#### Material provided ####

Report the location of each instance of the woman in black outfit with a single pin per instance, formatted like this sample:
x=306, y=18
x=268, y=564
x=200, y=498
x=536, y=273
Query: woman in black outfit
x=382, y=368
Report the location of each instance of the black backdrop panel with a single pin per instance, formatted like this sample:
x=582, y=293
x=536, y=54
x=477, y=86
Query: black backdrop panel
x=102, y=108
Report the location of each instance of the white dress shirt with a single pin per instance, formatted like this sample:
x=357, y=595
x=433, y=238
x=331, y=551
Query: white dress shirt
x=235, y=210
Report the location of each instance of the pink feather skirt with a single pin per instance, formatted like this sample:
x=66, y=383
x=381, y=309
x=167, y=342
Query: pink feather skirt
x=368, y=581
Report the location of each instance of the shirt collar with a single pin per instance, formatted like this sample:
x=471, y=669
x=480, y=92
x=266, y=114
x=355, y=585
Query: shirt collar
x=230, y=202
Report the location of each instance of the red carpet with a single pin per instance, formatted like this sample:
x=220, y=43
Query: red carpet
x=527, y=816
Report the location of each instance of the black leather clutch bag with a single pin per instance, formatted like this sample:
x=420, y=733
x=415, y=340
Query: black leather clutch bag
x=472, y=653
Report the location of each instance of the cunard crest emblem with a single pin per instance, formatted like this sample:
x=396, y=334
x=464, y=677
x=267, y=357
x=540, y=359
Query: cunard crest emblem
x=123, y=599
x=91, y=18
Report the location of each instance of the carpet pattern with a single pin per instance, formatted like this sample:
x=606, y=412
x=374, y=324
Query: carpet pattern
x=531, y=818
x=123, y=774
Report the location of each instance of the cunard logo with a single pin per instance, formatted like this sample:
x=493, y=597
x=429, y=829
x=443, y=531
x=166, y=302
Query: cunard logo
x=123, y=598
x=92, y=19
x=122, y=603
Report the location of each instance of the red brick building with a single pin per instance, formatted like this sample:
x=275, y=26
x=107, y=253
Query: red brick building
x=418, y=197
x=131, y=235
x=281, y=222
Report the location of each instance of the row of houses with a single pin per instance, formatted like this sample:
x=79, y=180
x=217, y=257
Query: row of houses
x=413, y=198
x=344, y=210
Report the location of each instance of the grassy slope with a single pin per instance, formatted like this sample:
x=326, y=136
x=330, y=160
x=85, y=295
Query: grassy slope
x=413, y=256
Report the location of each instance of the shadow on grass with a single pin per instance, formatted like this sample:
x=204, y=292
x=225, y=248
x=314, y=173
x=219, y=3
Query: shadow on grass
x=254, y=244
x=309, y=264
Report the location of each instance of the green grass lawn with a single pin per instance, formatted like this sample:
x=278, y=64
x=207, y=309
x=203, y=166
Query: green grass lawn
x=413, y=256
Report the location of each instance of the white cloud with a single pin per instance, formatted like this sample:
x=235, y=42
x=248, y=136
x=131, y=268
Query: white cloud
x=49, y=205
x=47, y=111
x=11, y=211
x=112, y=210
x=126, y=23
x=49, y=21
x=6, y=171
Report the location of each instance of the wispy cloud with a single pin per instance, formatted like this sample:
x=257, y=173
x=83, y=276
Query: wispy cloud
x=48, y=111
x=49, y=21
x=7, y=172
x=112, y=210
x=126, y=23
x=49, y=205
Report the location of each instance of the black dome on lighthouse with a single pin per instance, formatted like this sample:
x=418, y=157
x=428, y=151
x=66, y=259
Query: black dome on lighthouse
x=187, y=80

####

> Task brief: Look above for the line with "x=326, y=136"; retype exactly that line, every line after it up to the line with "x=131, y=268", and that line too, nothing else.

> Final answer:
x=326, y=136
x=330, y=160
x=85, y=295
Query: grassy slope
x=413, y=256
Report the location of each instance of the shadow on grass with a single pin per instance, formatted like this sample:
x=204, y=292
x=225, y=248
x=314, y=173
x=219, y=3
Query: shadow on grass
x=254, y=244
x=309, y=264
Report the location of each instance of the green grass lawn with a single pin per instance, formatted like this sample:
x=278, y=64
x=207, y=309
x=203, y=166
Query: green grass lawn
x=413, y=256
Report the location of each instance of the white cloud with a single pin per instance, formatted like this sample:
x=235, y=42
x=248, y=136
x=131, y=268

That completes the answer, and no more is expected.